> **Exercise description**:
In the text about cooling the burn of spicy food, which milk protein is said to dislodge capsaicin from heat receptors?

> **Reading text**:
★ ★ ★
Peppers can be delicious, but if you’re unlucky and eat that one super spicy pepper, you may need to stop eating and start crying immediately. Eating something that’s too spicy is one of those moments that feels like an out of body experience, like you might legit die without being able to move your pained mouth enough to utter your last words.
There are a lot of myths regarding spicy food and how to control those awful moments. A lot of people mention beer, sugar, soda and water, but if the level of spiciness is real, all of these pseudo prescriptions will just spread the pain around. The Takeout interviewed different experts from companies whose business is to sell peppers and hot sauces, and most of them claimed that fatty foods where the best way to go when it comes to cooling down.
The Hippy Seed Company says:
Capsaicin is an oil, so by sipping on milk, the oil binds to the fats and dissipates, depending on how much you are burning, you may have to sip for a while. Water, beer, or soft drinks don’t help, and in fact can move the oil around the mouth making the burn worse. If you’re lactose intolerant and don’t do dairy, then soy milk will do the trick.
The guys behind Heat Hot Sauce in Berkeley, California agree, claiming that fatty foods, specifically milk, work for two reasons, “In terms of the science, there are two reasons milk works well. One is the fat content—capsaicin is soluble in fat but not water, so it can bind to the milk fat. The other is the casein, a milk protein which has a detergent effect that dislodges the capsaicin from your heat receptors.”
Ice cream and yogurt are even better options than milk. So if you eat something spicy, stick around for dessert and you’ll feel much better. According to celebrity chef Rick Bayless, the true cure for a spicy mouth is time. He claims that even though eating ice cream or yogurt works to a certain extent, you’ll mostly be distracting yourself until the burn fades away, which it always does.
★ ★ ★
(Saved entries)
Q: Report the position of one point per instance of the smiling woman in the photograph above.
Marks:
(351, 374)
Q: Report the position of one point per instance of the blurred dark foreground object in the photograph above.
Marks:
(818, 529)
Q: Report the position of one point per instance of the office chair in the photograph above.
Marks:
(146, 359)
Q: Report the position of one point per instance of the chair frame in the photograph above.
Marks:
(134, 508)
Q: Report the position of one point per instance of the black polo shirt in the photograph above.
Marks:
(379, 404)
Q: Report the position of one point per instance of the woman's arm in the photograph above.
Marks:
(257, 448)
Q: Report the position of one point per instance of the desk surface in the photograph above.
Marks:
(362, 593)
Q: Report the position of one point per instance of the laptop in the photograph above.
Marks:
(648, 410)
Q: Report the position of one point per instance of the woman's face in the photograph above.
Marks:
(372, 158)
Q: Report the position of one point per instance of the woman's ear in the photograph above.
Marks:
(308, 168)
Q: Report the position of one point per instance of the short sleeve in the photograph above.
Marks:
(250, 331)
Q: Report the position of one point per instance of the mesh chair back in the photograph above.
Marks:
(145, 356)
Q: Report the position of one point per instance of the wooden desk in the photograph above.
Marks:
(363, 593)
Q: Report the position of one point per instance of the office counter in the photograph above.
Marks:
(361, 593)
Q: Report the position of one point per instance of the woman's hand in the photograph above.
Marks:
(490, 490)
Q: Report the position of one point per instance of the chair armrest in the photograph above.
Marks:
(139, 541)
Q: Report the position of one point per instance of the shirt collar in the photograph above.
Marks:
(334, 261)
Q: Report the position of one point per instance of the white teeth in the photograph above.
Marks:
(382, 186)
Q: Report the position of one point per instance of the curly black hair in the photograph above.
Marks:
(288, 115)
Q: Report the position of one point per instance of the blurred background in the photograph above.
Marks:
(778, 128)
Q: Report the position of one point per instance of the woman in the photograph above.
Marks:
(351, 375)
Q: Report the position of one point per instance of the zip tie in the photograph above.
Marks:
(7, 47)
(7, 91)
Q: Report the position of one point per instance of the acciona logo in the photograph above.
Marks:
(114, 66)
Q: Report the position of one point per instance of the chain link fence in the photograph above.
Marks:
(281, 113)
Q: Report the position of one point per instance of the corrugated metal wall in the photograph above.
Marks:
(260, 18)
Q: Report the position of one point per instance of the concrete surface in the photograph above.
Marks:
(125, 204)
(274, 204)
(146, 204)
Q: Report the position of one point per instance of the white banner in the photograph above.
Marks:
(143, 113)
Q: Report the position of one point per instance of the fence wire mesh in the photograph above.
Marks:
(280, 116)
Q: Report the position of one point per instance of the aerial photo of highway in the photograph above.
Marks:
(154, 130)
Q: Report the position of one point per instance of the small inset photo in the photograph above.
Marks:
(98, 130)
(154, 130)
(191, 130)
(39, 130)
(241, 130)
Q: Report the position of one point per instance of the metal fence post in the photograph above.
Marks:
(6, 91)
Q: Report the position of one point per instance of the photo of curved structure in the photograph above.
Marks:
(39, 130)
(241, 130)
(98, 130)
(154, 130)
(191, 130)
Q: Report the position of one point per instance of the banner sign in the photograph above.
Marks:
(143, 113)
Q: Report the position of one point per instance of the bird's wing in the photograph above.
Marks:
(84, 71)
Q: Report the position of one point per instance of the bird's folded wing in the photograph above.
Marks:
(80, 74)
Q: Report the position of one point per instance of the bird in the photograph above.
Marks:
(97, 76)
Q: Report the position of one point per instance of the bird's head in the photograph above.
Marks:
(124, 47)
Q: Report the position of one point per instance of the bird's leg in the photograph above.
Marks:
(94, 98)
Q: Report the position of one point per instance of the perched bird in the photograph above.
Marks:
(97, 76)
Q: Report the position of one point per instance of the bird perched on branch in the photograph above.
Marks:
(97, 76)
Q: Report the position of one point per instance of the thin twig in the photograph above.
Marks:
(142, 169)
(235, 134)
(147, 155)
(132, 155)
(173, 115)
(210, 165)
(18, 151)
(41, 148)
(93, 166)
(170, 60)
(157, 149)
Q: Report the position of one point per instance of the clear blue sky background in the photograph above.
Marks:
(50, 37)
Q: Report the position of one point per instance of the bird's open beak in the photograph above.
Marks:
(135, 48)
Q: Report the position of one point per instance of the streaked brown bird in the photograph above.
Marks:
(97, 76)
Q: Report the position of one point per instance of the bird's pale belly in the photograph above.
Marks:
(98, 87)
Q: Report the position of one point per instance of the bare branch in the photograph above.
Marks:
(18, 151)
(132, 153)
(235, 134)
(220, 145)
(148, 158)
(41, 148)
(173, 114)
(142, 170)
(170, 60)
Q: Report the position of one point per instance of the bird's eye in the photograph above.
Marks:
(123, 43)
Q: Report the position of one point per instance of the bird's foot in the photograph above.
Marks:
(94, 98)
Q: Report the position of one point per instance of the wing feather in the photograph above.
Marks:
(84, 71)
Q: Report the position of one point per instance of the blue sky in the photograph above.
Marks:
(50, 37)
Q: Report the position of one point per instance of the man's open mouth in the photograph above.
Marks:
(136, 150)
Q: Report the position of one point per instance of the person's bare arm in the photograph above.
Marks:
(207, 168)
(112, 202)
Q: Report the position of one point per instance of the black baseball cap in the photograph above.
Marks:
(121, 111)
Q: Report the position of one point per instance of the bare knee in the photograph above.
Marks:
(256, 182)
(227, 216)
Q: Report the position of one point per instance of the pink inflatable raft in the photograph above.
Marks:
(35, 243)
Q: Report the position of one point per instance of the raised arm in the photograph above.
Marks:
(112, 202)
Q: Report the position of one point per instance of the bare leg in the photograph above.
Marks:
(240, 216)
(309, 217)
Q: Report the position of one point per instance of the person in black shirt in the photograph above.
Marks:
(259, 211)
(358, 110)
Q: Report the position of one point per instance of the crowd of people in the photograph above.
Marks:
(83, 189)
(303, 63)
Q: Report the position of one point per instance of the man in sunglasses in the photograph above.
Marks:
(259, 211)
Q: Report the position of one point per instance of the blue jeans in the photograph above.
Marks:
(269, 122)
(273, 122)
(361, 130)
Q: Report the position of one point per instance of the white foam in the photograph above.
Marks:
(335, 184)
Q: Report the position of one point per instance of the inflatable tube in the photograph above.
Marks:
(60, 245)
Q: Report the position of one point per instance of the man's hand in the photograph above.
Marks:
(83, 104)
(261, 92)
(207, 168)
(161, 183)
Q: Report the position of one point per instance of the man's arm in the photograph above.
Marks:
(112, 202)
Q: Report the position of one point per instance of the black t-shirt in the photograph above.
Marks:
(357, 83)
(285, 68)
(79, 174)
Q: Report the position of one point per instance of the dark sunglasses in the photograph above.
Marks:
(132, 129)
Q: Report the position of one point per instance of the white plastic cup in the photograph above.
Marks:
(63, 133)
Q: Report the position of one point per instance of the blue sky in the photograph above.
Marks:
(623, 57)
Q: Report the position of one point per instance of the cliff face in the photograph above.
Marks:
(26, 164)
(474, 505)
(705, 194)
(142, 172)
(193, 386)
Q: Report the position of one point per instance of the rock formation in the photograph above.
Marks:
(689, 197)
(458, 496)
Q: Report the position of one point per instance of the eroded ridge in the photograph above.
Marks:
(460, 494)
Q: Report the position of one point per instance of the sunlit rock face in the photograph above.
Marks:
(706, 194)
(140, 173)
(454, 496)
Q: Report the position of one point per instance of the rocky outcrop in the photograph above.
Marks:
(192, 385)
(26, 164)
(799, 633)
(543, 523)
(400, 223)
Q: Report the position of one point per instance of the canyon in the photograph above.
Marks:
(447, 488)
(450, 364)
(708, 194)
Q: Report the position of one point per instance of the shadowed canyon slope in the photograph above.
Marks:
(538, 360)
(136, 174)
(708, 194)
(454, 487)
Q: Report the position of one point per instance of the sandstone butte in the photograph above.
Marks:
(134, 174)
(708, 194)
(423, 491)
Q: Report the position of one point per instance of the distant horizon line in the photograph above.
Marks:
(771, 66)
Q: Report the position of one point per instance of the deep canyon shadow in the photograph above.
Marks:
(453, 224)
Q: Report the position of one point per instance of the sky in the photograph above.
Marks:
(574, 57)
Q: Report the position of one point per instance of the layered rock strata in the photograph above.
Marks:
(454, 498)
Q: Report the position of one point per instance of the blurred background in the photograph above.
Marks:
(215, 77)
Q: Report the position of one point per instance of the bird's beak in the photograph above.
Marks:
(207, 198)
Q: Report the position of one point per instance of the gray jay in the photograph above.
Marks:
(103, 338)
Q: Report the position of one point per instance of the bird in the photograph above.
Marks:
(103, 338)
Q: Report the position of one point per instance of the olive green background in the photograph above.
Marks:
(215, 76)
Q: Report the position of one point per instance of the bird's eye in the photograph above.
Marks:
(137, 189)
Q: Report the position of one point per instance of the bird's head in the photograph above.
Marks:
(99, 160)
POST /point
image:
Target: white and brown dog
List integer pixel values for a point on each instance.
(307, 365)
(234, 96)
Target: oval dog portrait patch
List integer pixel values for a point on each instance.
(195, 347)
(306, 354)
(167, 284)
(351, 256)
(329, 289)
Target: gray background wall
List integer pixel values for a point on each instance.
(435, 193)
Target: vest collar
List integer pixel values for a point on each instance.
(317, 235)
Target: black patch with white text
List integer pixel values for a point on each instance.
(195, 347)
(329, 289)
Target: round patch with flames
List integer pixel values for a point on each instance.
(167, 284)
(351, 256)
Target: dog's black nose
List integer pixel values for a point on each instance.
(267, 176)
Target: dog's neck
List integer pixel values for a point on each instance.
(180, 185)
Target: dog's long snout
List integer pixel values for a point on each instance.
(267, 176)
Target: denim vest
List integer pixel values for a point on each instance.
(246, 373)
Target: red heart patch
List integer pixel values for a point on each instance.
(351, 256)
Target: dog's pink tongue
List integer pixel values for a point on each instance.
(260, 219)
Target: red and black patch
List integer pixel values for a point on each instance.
★ ★ ★
> **Task solution**:
Casein, a milk protein with a detergent effect.